What you need to do:
Return every line of the entries below that contains the string "screen". Matching is case-sensitive.
/---
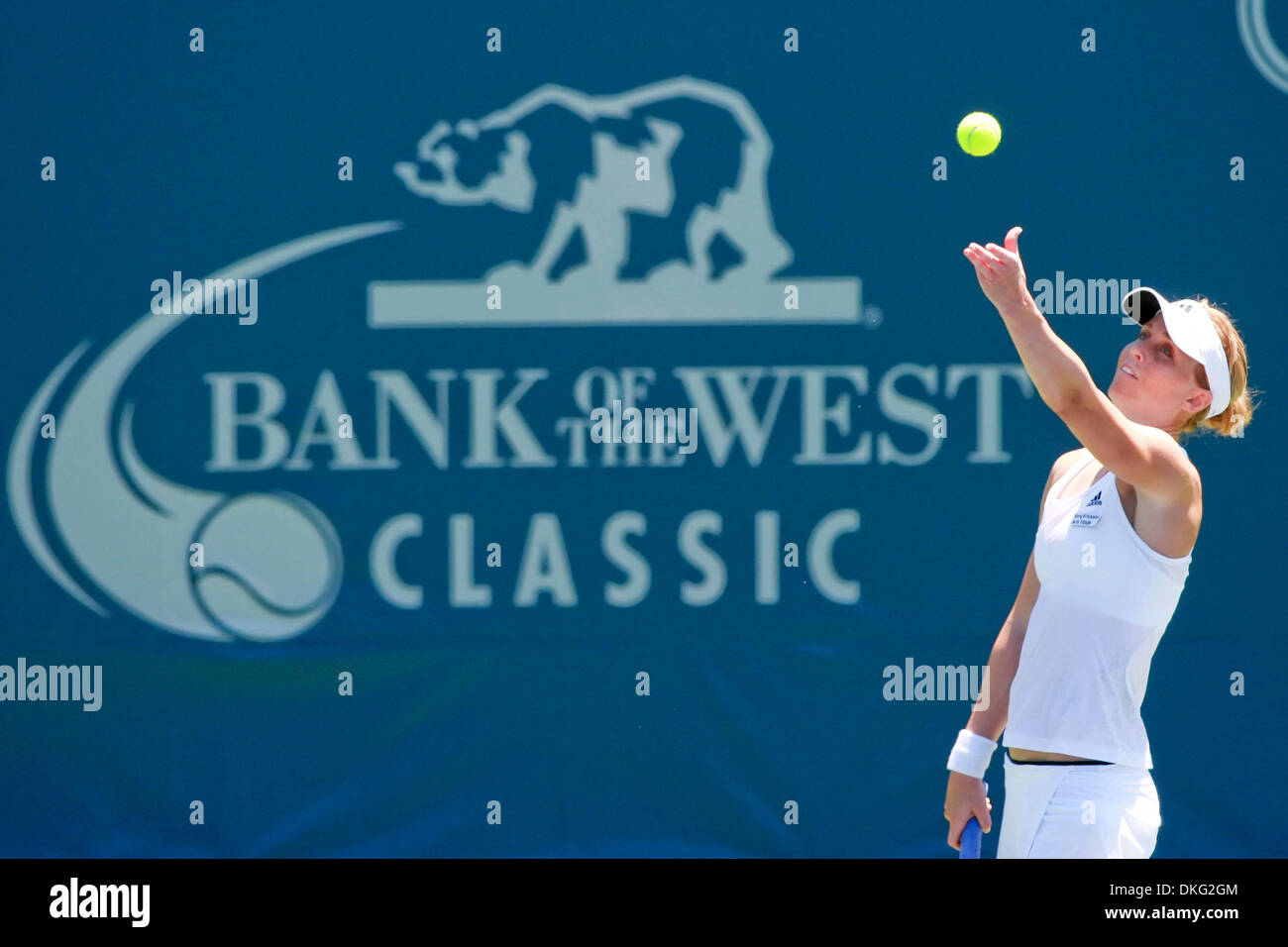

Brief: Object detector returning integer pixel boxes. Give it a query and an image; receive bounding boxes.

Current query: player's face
[1109,316,1206,427]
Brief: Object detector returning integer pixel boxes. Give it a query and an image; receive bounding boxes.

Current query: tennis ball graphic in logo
[192,493,343,642]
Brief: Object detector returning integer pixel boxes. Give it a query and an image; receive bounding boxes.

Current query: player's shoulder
[1047,447,1091,484]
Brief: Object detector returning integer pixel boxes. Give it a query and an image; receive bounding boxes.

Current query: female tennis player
[944,227,1253,858]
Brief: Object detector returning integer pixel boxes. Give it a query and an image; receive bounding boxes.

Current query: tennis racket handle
[960,783,988,858]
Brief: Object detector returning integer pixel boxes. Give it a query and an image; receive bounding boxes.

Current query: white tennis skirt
[997,754,1163,858]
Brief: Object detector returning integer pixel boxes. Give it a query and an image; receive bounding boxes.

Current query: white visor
[1122,286,1231,417]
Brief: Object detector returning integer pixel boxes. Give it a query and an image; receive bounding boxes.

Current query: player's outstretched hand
[962,227,1029,313]
[944,770,993,852]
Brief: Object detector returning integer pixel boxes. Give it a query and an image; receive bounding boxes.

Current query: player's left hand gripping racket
[960,783,988,858]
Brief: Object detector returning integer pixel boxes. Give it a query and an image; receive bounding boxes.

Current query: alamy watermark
[590,398,698,454]
[1033,269,1140,326]
[152,269,259,326]
[0,657,103,711]
[881,657,989,711]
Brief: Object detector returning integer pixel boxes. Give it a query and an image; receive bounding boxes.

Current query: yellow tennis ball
[957,112,1002,158]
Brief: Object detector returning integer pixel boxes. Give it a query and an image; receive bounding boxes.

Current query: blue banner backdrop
[0,0,1288,857]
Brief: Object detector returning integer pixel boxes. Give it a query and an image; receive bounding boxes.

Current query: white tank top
[1002,456,1190,770]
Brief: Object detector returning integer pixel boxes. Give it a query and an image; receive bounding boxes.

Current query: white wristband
[948,730,997,780]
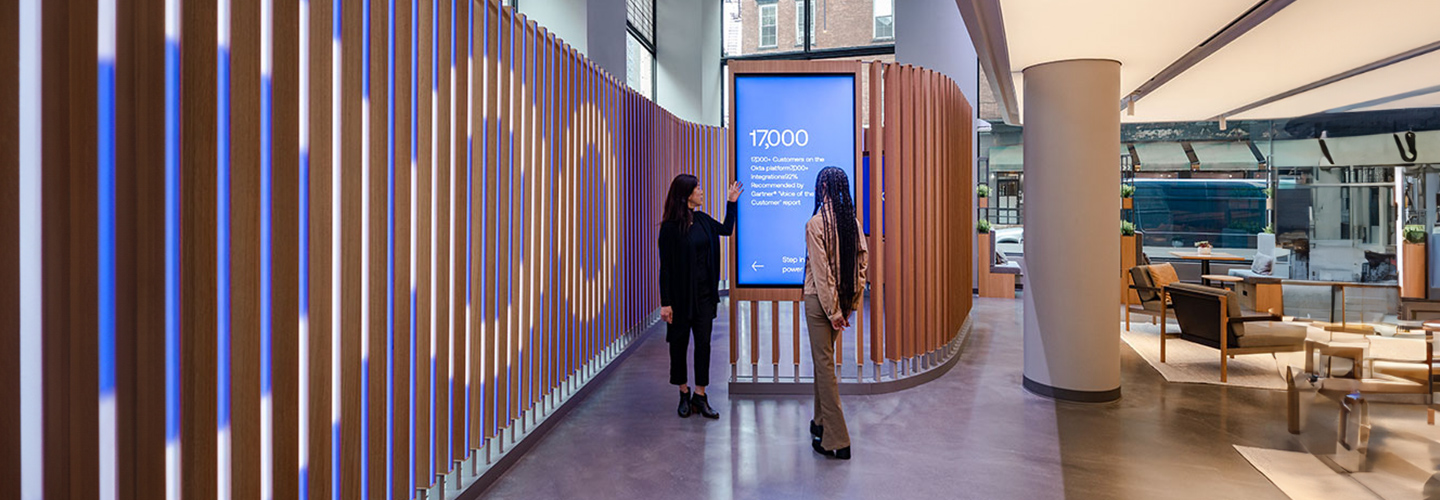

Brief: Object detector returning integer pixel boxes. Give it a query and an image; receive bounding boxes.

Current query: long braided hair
[814,167,860,316]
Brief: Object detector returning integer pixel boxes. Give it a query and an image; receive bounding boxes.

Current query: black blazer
[660,202,736,321]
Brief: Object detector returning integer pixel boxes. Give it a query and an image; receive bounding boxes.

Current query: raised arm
[716,202,739,236]
[658,223,680,307]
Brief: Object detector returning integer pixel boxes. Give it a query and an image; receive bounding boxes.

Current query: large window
[874,0,896,40]
[725,0,896,59]
[760,3,779,49]
[625,0,655,101]
[795,0,815,45]
[625,33,655,101]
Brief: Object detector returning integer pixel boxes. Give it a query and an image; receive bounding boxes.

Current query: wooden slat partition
[720,62,972,382]
[16,0,743,499]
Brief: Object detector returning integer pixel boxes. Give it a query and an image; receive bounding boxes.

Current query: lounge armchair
[1125,264,1175,344]
[1161,282,1306,382]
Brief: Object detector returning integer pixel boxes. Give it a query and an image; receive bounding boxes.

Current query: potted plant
[1400,225,1428,298]
[1404,223,1426,244]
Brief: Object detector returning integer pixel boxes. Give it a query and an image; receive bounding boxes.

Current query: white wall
[518,0,625,95]
[655,0,721,125]
[894,0,979,108]
[584,0,625,84]
[517,0,587,53]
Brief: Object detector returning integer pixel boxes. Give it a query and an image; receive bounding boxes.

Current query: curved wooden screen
[0,0,729,499]
[726,61,973,393]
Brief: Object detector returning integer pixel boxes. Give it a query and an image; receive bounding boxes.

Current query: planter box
[1400,242,1428,298]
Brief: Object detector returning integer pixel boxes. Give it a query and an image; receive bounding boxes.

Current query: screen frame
[726,61,865,301]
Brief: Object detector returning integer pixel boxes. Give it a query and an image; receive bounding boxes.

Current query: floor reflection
[485,300,1296,499]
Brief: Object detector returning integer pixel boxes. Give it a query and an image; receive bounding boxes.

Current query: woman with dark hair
[660,174,742,418]
[805,167,867,460]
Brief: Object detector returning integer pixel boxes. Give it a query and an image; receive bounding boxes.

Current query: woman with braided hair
[805,167,865,460]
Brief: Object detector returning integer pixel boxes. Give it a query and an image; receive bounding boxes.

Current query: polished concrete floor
[485,300,1303,499]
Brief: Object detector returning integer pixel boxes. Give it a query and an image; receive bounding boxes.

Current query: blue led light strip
[383,0,396,499]
[261,0,275,500]
[297,0,311,500]
[215,0,230,500]
[462,3,477,451]
[166,0,181,500]
[95,0,120,499]
[328,0,342,500]
[405,0,420,497]
[354,0,370,496]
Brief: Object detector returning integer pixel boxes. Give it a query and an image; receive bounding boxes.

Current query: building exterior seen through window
[625,0,655,101]
[721,0,896,58]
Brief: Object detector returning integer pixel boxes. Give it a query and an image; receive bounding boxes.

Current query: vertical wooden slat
[304,0,340,499]
[516,16,540,423]
[431,0,455,481]
[271,0,307,500]
[465,0,485,452]
[389,0,416,499]
[865,62,887,363]
[360,0,390,499]
[114,0,166,499]
[412,0,436,488]
[177,0,217,497]
[0,4,17,489]
[871,63,904,360]
[331,1,362,497]
[231,1,268,499]
[331,1,365,497]
[492,3,514,443]
[446,0,469,464]
[480,1,503,449]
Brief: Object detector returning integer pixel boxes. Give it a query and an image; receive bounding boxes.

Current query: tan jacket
[805,208,870,321]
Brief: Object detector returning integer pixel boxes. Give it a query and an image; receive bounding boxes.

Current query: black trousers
[665,318,714,388]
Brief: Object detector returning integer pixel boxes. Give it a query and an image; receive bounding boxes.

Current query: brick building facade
[739,0,894,55]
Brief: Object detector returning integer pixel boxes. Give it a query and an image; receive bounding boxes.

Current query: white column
[1024,59,1120,401]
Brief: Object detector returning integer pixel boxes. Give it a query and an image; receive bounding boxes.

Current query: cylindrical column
[1024,59,1120,402]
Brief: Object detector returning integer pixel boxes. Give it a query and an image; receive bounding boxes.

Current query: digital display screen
[734,73,857,288]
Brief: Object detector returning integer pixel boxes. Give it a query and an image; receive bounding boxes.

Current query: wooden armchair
[1161,282,1306,382]
[1125,264,1175,353]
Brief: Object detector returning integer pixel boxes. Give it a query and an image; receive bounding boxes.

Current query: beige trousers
[805,295,850,450]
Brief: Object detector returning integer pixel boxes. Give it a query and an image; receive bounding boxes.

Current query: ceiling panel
[1351,91,1440,111]
[1236,50,1440,120]
[1001,0,1257,119]
[1128,0,1440,121]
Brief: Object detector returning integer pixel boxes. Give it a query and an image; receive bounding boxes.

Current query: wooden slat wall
[725,61,973,380]
[11,0,732,499]
[0,4,16,489]
[360,0,393,499]
[231,1,264,499]
[270,0,308,499]
[412,0,435,488]
[301,0,340,499]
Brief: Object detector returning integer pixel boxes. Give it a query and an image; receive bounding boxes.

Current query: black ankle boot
[811,438,850,460]
[690,393,720,419]
[675,392,690,418]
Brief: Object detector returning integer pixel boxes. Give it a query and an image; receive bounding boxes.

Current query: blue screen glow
[737,75,855,287]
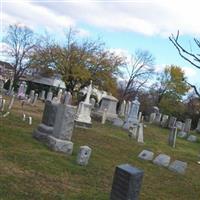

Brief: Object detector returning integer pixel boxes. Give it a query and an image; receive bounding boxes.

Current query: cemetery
[0,83,200,200]
[0,0,200,200]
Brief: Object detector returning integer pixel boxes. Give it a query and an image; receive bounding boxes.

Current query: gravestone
[169,160,187,174]
[128,124,138,139]
[137,123,144,143]
[184,119,192,133]
[96,95,118,121]
[110,164,144,200]
[149,113,156,123]
[8,94,15,110]
[123,97,140,129]
[196,119,200,132]
[29,90,35,103]
[40,90,46,101]
[160,115,169,128]
[119,100,126,117]
[17,81,27,99]
[153,154,171,167]
[113,118,124,127]
[175,121,183,130]
[52,104,76,140]
[101,108,107,124]
[187,135,197,142]
[76,146,92,165]
[33,101,76,155]
[46,91,53,101]
[125,101,131,119]
[168,127,177,148]
[138,150,154,160]
[33,93,38,106]
[168,116,176,128]
[75,81,92,128]
[154,113,162,124]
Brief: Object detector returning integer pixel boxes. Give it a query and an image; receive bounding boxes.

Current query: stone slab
[138,150,154,160]
[187,135,197,142]
[169,160,187,174]
[153,154,171,167]
[48,136,73,155]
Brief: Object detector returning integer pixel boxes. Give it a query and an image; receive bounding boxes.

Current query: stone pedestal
[75,101,92,127]
[76,146,92,165]
[110,164,144,200]
[33,101,76,155]
[123,97,140,129]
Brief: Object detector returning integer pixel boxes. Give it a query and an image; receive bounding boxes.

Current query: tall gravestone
[76,81,92,127]
[119,100,126,117]
[168,127,177,148]
[110,164,144,200]
[33,97,76,154]
[160,115,169,128]
[184,119,192,133]
[196,119,200,132]
[123,97,140,129]
[168,116,176,128]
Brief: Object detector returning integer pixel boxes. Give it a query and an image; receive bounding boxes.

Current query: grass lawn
[0,97,200,200]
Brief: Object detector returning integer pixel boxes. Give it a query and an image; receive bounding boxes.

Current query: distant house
[0,61,14,82]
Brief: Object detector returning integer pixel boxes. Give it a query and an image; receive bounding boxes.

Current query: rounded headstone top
[102,95,118,101]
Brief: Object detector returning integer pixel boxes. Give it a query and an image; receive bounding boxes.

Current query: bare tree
[3,24,36,82]
[122,50,155,99]
[169,31,200,97]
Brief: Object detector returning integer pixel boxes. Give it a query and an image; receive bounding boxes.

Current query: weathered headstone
[46,91,53,101]
[101,108,107,124]
[153,154,171,167]
[184,119,192,133]
[169,160,187,174]
[76,146,92,165]
[168,127,177,148]
[137,123,144,143]
[128,124,138,139]
[168,116,176,128]
[138,150,154,160]
[187,135,197,142]
[119,100,126,117]
[75,81,92,128]
[196,119,200,132]
[160,115,169,128]
[123,97,140,129]
[149,113,156,123]
[154,113,162,124]
[113,118,124,127]
[110,164,144,200]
\---
Solution to this problem:
Current query: curved wooden screen
Current query: screen frame
Current query: digital display screen
Current query: blue screen glow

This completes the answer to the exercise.